== What to do ==
- 1) According to the Onwunali profile, what position did Onwunali hold with the Yale Cabaret?
- 2) Resume the Onwunali profile, picking up after its final sentence.

== Page extract ==
[Start of section]

“Theater is a world where unpredictability so often gives way to fulfillment,” reflects Abigail C. Onwunali ’23 MFA. While pursuing a master’s degree in biomedical sciences, Onwunali realized that a career in medicine was not the right path for her. She decided instead to follow her love for performing at speech and debate competitions in high school and college. Without knowing exactly where this passion would lead, she enrolled as an acting student at David Geffen School of Drama.
“My first theater role was when I got to Yale,” she recalls. “It was a big shift from speech and debate, but one I was really excited about. I immediately felt at home.”
While at Yale, Onwunali served as the associate artistic director of the Yale Cabaret. She also wrote and performed in several original plays, including Udo, about an immigrant couple trying to create roots in their new country.
“As a Nigerian-American actor and playwright, I want to create stories built on resilience rather than trauma. Life is a hard journey but also a beautiful one. We need more stories that show how our lives can change for the better,” she says.

[End of section]

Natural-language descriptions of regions
[Start of section]

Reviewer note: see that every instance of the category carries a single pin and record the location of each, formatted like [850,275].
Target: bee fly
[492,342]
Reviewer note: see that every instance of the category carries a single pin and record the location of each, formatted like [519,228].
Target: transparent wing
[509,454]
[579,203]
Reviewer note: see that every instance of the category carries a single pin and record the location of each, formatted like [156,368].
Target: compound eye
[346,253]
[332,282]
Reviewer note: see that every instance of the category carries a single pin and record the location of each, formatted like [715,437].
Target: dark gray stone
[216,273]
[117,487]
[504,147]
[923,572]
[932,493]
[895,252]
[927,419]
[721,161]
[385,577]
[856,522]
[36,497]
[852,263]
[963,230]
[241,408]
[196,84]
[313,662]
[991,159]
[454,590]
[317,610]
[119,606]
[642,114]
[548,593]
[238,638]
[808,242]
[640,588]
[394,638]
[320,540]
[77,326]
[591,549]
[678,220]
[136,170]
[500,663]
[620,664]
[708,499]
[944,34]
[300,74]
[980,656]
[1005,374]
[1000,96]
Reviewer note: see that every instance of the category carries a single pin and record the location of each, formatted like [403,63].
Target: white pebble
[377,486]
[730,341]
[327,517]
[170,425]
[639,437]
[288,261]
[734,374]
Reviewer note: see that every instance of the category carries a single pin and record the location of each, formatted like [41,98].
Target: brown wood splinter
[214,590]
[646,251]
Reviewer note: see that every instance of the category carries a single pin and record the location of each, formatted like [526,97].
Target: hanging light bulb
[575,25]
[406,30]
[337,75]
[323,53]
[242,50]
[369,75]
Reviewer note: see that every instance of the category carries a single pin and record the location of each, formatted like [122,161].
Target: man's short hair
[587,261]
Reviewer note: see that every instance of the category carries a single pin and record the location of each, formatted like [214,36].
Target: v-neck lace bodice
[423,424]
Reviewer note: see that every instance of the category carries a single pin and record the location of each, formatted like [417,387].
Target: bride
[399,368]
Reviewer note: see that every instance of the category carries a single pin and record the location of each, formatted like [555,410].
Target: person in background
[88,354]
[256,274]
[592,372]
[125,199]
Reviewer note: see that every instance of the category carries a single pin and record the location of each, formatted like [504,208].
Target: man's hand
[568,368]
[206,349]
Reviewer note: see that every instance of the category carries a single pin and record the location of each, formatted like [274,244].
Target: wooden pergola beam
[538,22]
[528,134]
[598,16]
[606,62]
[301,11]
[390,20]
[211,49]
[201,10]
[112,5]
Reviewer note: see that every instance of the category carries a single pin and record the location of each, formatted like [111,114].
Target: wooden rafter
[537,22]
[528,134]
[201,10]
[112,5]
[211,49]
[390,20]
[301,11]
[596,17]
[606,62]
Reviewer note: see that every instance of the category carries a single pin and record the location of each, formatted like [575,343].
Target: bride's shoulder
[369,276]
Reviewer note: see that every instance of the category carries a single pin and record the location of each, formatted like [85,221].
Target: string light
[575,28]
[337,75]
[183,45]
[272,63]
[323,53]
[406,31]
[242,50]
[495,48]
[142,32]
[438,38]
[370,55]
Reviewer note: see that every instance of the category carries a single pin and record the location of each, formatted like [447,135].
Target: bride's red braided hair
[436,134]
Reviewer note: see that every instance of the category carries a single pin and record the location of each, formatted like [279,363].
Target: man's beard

[End of section]

== Answers for each item ==
- 1) Associate artistic director

- 2)
Upon graduation, Onwunali was honored with two of the school’s prizes: the Pierre-André Salim Prize, which is awarded to a student whose artistry and commitment to the community have inspired their colleagues and who shows distinct promise of raising the standard of practice in the field, and the Herschel Williams Prize in Acting, which is awarded to an acting student with outstanding ability.
This fall, Onwunali moved to New York City to pursue a career on Broadway. She quickly landed an understudy role for the world premiere of Jaja’s African Hair Braiding. “I want to bring to the stage stories that show what all of us can be capable of,” Onwunali says. “The support I’ve received at Yale has given me the confidence to believe that something great is coming and to know that I’ll be ready for it.”